+++ Source extract +++

The luminous and sensuous Graphic Primitives paintings of New York-based artist Terry Winters are informed by a wide variety of sources ranging from architectural drawing and medical photography to computer graphics and direct observation. For Winters, painting is a non-linear process—an accumulation of marks made in oil paint, resin and wax, with different speeds, temperatures and emotional tones. The mark-making constitutes the artist's free-flowing interpretation and improvised responses made as the painting evolves. In the new works, Winter's tactile paint marks are often impacted and layered; and in some areas, the paint asserts itself as a viscous, sensuous material, while in others, it is layered in translucent veils of colour with the lustre and luminosity of stained glass.

+++

**Requirement 1**
From the passage on Terry Winters's paintings, output everything from "The luminous and" down to "of stained glass.".
**Requirement 2**
Translate this sentence from the passage on Terry Winters's paintings into French: "The mark-making constitutes the artist's free-flowing interpretation and improvised responses made as the painting evolves."
**Requirement 3**
Supply the next part of the passage on Terry Winters's Graphic Primitives paintings, picking up after its final sentence.
The entries that come next have nothing to do with the passage on Terry Winters's paintings.

+++ Supplied records +++

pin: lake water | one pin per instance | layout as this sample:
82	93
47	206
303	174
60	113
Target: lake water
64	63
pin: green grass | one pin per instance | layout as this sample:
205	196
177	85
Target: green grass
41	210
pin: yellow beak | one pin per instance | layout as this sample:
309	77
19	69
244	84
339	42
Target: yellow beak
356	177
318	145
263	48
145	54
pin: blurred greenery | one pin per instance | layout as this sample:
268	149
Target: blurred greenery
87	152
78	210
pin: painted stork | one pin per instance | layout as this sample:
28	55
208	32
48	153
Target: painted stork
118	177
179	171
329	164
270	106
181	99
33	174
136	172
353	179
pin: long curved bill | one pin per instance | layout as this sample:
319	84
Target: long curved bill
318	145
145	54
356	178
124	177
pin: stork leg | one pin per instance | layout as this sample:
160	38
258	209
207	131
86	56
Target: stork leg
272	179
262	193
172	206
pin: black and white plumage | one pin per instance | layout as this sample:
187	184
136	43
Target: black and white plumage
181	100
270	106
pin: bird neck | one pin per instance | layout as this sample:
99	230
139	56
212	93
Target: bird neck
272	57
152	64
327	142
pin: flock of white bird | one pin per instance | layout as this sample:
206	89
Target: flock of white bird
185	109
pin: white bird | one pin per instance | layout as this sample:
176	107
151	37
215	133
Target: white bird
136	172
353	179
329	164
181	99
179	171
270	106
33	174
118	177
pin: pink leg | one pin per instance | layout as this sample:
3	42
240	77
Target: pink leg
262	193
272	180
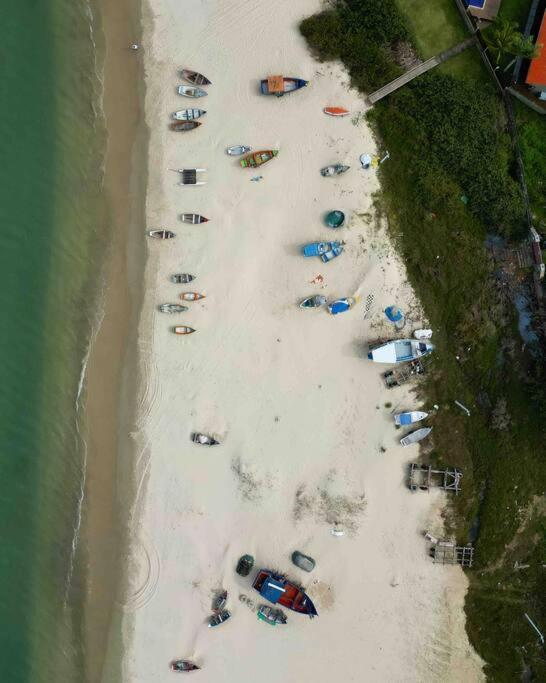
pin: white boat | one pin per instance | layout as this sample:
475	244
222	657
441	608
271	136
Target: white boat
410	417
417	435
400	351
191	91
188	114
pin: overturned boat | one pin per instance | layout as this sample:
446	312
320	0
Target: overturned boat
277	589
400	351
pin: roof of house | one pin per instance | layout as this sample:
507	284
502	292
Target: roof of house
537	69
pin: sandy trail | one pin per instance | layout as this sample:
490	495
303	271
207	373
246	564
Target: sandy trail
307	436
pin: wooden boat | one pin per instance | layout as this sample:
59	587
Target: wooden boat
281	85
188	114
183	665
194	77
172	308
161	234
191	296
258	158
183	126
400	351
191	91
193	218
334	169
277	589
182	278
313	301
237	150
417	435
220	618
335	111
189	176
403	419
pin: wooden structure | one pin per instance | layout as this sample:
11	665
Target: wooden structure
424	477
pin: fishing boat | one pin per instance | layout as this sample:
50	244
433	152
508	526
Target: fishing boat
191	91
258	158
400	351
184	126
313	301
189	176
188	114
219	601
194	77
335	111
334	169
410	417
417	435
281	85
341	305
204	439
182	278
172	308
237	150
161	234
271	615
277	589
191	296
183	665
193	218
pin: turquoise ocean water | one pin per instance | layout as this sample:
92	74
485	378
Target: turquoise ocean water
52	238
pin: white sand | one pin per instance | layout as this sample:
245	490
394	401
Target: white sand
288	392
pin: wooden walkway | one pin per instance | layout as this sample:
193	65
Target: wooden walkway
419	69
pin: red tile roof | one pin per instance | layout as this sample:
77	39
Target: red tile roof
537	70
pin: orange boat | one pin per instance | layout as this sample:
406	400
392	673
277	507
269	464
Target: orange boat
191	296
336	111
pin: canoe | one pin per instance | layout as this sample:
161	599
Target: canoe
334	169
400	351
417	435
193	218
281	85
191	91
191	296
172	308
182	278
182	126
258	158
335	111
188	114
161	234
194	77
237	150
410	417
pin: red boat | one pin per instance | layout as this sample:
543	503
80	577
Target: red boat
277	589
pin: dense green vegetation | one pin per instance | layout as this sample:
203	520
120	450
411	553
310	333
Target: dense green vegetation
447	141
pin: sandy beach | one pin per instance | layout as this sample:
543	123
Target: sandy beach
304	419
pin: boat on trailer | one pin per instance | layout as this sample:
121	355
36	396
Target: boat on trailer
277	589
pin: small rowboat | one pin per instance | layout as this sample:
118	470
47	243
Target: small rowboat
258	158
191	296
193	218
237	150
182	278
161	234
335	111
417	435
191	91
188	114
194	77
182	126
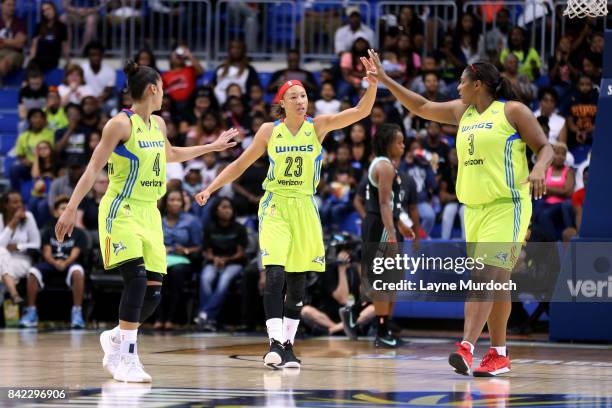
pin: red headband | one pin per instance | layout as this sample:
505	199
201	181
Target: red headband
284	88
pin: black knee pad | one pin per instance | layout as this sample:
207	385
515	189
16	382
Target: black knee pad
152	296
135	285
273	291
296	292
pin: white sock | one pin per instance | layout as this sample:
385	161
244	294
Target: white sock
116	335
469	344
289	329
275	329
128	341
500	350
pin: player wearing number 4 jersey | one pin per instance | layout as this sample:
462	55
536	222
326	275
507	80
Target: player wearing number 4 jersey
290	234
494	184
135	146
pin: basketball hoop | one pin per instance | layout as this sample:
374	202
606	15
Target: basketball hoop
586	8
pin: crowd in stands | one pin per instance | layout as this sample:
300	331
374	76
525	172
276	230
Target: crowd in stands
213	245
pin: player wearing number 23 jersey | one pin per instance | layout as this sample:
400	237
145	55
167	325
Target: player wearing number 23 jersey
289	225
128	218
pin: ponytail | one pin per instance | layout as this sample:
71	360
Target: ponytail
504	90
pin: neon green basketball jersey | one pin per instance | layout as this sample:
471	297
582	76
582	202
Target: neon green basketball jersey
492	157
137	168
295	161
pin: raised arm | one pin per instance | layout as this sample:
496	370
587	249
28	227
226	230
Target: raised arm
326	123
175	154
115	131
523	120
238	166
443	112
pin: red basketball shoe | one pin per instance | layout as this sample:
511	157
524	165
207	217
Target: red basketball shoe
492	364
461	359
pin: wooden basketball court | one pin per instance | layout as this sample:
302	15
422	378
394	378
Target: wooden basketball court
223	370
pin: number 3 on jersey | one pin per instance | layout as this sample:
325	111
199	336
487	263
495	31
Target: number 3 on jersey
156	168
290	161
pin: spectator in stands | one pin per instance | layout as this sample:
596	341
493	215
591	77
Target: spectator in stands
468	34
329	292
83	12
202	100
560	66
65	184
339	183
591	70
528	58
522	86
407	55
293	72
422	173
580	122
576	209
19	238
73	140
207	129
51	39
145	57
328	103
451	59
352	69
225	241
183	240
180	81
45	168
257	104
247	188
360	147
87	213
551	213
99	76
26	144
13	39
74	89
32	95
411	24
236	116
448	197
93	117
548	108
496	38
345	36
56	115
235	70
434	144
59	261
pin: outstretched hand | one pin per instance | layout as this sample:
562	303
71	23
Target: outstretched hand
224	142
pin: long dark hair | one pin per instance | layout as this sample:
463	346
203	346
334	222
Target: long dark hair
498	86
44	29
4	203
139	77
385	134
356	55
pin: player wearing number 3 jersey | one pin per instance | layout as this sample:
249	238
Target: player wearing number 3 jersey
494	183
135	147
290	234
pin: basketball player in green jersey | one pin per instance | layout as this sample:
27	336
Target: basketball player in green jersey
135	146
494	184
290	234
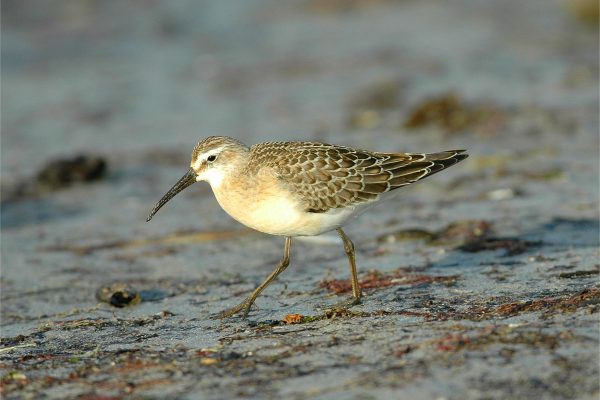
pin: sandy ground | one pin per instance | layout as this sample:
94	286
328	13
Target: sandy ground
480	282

+++
+++ Supplied records +++

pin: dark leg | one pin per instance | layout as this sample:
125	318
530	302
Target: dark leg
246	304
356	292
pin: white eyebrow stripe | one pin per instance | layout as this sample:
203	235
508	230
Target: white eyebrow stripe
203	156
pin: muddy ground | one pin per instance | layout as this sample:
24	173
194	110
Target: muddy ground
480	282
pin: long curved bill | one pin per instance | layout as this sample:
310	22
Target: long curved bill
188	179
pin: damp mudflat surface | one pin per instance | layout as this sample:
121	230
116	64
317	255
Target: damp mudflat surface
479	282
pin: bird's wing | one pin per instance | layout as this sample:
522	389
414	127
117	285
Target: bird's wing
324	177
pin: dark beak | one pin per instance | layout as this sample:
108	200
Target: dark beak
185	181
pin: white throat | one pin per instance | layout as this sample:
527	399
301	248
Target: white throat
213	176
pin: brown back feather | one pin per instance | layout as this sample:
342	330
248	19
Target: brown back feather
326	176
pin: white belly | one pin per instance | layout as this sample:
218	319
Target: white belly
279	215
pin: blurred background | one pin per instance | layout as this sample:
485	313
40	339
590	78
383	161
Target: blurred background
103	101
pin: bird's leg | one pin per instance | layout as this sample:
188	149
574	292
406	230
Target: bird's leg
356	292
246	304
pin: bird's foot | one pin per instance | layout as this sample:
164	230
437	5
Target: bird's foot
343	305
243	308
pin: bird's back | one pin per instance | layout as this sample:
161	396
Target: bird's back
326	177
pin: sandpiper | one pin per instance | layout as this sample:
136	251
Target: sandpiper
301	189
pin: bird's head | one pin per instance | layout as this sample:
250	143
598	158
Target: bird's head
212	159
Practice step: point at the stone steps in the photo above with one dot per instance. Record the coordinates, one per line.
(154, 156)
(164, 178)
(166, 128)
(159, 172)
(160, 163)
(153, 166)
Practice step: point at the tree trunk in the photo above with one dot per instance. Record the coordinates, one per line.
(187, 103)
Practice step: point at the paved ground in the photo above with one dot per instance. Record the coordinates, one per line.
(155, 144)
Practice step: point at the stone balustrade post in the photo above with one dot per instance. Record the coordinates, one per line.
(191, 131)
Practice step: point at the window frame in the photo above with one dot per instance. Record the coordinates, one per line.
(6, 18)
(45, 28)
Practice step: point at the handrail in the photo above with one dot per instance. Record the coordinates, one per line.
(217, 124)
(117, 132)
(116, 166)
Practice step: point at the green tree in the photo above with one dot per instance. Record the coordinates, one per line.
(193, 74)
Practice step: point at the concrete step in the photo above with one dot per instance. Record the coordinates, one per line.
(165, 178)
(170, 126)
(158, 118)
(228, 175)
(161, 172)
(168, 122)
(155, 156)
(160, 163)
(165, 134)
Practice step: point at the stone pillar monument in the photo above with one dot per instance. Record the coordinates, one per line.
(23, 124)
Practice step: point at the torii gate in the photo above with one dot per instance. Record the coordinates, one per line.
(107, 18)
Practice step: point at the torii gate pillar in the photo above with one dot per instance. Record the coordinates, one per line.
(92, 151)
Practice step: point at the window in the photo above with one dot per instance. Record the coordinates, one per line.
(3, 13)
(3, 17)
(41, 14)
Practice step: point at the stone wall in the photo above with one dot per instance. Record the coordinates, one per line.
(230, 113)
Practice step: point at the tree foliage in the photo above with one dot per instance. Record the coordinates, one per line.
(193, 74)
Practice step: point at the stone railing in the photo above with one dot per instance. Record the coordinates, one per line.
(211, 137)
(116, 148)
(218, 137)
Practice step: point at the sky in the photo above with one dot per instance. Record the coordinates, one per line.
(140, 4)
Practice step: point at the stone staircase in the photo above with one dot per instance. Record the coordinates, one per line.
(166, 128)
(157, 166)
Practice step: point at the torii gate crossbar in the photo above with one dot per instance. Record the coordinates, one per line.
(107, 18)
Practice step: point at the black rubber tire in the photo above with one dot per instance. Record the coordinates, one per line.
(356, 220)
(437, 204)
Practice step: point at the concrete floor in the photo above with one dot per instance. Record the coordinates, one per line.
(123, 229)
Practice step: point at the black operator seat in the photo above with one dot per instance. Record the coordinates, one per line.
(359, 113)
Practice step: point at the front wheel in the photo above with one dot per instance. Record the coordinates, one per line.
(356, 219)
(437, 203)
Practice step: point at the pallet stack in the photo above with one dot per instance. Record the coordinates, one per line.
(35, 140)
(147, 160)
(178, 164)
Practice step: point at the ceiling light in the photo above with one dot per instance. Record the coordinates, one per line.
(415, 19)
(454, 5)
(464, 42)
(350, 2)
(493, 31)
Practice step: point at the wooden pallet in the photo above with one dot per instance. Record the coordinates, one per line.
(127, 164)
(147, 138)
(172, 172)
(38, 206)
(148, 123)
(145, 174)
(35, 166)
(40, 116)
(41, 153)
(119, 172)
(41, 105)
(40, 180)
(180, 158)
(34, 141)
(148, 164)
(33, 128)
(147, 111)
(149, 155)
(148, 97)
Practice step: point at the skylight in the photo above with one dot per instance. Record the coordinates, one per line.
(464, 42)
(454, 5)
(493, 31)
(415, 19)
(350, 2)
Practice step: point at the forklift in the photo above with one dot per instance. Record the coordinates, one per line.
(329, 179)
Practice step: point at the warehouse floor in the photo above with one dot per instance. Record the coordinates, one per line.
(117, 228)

+++

**Your response 1**
The luminous and sensuous Graphic Primitives paintings of New York-based artist Terry Winters are informed by a wide variety of sources ranging from architectural drawing and medical photography to computer graphics and direct observation. For Winters, painting is a non-linear process—an accumulation of marks made in oil paint, resin and wax, with different speeds, temperatures and emotional tones. The mark-making constitutes the artist's free-flowing interpretation and improvised responses made as the painting evolves. In the new works, Winter's tactile paint marks are often impacted and layered; and in some areas, the paint asserts itself as a viscous, sensuous material, while in others, it is layered in translucent veils of colour with the lustre and luminosity of stained glass.

**Your response 2**
La production de marques constitue l'interprétation libre et fluide de l'artiste ainsi que les réponses improvisées apportées à mesure que le tableau évolue.

**Your response 3**
Many of Winter's paintings seem to emit light and warmth, as if from a heated core. His individual painted gestures build into patterns and shapes out of which an image gradually emerges. In one of the two works exhibited, Graphic Primitives, #5 (1998), the centralised image is made up of thousands of red facets suggesting various hypothetical worlds consisting of viscera, molecules or cells, as well as complex social organisations such as cities, hives or colonies. Another painting, Graphic Primitives, #6 (1998), features a large, bifurcated image that suggests the generation and procreation of a primeval life form, which can, in a Rorschach-like mirroring, fold in on and repeat itself.
Winters sets general procedural rules for his paintings. For Graphic Primitives, he used a restricted palette of red, blue, and yellow, black and white across the nine canvases. Despite these set limits, each painting is still open to any number of possibilities and chance developments.